You have only derivatives with respect to t
and it is an ordinary differential equation for
u[t]. But you gave not an intial condition
u[x,0]==0 *and* Derivative[0,1][u][x,0]==blubBlub

you gave D[u[L, 0], t] == 0 and this evaluates 
to True, and Mathematica miss a second initial condition.


Regards
  Jens


karlo jolic wrote:
> 
> Hi everyone
> 
> I keeping getting the following error:
> 
> NDSolve::"deql": "The first argument must have both an equation and an \
> 
> initial condition."
----
_Task instructions_.
A. From the NDSolve thread, list every expression that contains the "==" operator.
B. In the NDSolve thread, what does the reply say D[u[L, 0], t] == 0 evaluates to?

Saved data entries
----
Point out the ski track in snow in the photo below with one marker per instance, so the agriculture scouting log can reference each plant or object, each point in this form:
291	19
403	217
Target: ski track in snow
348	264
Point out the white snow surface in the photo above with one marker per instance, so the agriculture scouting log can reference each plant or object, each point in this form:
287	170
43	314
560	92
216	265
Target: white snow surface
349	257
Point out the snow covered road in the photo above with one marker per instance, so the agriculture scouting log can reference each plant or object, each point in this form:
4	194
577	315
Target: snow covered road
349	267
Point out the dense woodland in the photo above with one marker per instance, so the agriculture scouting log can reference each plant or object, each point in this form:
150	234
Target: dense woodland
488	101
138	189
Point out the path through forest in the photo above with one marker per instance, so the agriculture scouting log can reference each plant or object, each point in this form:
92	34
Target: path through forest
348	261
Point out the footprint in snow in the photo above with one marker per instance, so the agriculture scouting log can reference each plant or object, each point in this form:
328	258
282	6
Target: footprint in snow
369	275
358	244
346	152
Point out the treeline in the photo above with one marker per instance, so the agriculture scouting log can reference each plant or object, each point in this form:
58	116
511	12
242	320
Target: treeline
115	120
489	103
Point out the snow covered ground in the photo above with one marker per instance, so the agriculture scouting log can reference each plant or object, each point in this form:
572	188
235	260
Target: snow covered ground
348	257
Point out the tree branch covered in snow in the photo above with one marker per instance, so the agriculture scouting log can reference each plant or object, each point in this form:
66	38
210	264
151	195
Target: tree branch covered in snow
----
_Expected answers_.
A.
u[x,0]==0
Derivative[0,1][u][x,0]==blubBlub
D[u[L, 0], t] == 0

B. True